Gardening

Brassica: The Queen of Greens

I recently had breakfast with my three-year old granddaughter, Josephine, in a rather chi-chi diner of her choosing. When her pancake arrived it was garnished with a large strawberry and a purple-green sprig of cabbage.

Josephine announced that she does not like strawberries.

Surprised, I invited her to give the berry to me, and this she did, and then with a flourish, she forked over the cabbage sprig as well, with the disdainful comment, “And I don’t like broccoli!”

Without knowing it (I consider all my grandchildren geniuses, but only up to a point), Josephine had correctly surmised that the curly colorful leaf was a brassica—just not the right type. Clever child!

It was not until I was well into adulthood that I learned the Latin name for my green, leafy veggies, the ones your mother always ordered you to eat (but the brassica family does not, repeat, does not include spinach). The basic brassica is cabbage, a humble plant found growing wild just about everywhere in the world. Its name appends to all sorts of smelly cousins like swamp cabbage and skunk cabbage, and many brassicas are known for their hefty perfume. The brassica family is large with many eccentric relatives (my family is a bit like that). In-breeding and a little genetic experimentation (maybe you have that in your family too?) have resulted in many alterations to the simple cabbage plant.

Mustard comes in many varieties

Let’s start the brassica introductions with my favorite, brassica juncea: Mustard.

Since it’s commonly used in cooking in the Middle East, it could be one of the many plants that originated there. It is cruciform (a nice word meaning that its leaves form a cross). Its seeds, ground to powder, provide the color (ranging from bright yellow to coal black) and flavor (sharp, sharper, sharpest) for mustard, that condiment so beloved of hot dog and deli sandwich fans. When homegrown, it’s loaded with selenium because its roots go deep, mining the earth for minerals. From its tender youth to its mighty adult state, mustard leaves are tasty—either velvety sweet when small, or later, pungent, biting back a bit. We in the South combat its bite with a bitter, better biter—vinegar—making a salsa-like delicacy from what could be seen as merely a limp “mess” of greens.

Mustard seed is a symbol for potential. Jesus of Nazareth said, “I tell you the truth, if you have faith as small as a mustard seed, you can say to this mountain, ‘Move from here to there’ and it will move. Nothing will be impossible for you.” He didn’t mean that one’s faith should be small; he was speaking allegorically of the power of a tiny seed to produce great works of nature. Mustard has been fruitful and multiplied, spreading itself to the far corners of the globe, and allowing its simple form—dark green leaves, straight tall stalk and attractive yellow flowers—to be transmogrified into such weird conceptions as broccoli, cauliflower, collards, turnips, and kale, with colors that range from white and pale green to deep green and purple.

**Data excerpts:**
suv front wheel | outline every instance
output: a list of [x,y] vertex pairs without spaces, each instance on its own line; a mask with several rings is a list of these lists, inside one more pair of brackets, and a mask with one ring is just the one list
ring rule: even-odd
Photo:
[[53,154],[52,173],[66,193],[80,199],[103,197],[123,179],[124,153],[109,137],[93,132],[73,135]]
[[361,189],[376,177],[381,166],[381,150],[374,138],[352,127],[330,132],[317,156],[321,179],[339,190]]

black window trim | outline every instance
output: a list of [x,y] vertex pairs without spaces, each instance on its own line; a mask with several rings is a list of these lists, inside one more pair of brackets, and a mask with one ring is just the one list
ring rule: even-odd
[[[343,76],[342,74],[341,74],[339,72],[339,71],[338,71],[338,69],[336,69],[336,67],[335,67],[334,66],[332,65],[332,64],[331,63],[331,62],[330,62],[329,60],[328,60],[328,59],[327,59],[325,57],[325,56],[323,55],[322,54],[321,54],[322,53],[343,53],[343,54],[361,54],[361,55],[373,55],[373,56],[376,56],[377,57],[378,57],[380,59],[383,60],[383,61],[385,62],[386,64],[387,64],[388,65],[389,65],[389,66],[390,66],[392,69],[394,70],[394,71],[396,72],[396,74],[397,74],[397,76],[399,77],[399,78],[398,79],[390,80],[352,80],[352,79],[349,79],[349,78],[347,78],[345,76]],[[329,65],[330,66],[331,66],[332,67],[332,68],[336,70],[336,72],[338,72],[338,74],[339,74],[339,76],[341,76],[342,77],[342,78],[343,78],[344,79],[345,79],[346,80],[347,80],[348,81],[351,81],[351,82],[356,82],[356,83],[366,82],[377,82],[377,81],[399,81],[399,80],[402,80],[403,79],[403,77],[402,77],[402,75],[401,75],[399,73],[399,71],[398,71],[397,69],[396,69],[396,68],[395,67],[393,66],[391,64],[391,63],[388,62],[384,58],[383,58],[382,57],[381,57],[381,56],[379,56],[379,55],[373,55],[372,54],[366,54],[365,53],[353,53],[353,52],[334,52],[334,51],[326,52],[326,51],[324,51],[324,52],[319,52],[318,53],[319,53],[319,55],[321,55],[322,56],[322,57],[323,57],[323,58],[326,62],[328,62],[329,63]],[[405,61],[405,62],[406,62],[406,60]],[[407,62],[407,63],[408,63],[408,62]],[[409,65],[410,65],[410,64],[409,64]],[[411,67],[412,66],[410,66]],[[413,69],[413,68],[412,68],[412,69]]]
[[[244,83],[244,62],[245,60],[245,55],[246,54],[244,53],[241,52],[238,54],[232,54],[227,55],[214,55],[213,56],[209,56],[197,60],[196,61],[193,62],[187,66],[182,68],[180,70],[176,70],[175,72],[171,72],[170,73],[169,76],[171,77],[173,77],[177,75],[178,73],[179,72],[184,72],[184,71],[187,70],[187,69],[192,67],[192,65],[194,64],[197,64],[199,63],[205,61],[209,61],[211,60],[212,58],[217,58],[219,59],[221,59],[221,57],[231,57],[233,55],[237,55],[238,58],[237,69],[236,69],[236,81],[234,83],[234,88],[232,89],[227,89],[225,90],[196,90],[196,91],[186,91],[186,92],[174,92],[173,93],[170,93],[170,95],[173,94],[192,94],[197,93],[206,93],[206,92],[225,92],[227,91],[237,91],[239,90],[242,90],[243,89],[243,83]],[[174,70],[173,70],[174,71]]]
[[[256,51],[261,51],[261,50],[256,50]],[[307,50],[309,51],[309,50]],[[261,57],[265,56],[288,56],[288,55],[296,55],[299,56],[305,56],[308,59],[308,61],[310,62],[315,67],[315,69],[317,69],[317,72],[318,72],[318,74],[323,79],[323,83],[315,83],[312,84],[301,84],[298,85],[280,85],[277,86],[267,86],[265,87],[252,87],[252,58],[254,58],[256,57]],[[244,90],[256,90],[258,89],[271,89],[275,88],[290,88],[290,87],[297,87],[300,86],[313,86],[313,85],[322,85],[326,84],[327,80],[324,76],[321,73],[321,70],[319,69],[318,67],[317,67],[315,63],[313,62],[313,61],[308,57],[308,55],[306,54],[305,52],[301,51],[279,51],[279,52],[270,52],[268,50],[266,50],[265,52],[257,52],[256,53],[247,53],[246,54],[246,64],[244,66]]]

**Exercise requirements:**
A) Rewrite the passage of the brassica article starting at "Brassica: The Queen" and ending at "type. Clever child!", with "strawberry" changed to "raspberry".
B) Which leafy vegetable does the brassica article say is not part of the brassica family?

**Answers by item number:**
A)
Brassica: The Queen of Greens

I recently had breakfast with my three-year old granddaughter, Josephine, in a rather chi-chi diner of her choosing. When her pancake arrived it was garnished with a large raspberry and a purple-green sprig of cabbage.

Josephine announced that she does not like strawberries.

Surprised, I invited her to give the berry to me, and this she did, and then with a flourish, she forked over the cabbage sprig as well, with the disdainful comment, “And I don’t like broccoli!”

Without knowing it (I consider all my grandchildren geniuses, but only up to a point), Josephine had correctly surmised that the curly colorful leaf was a brassica—just not the right type. Clever child!

B) Spinach.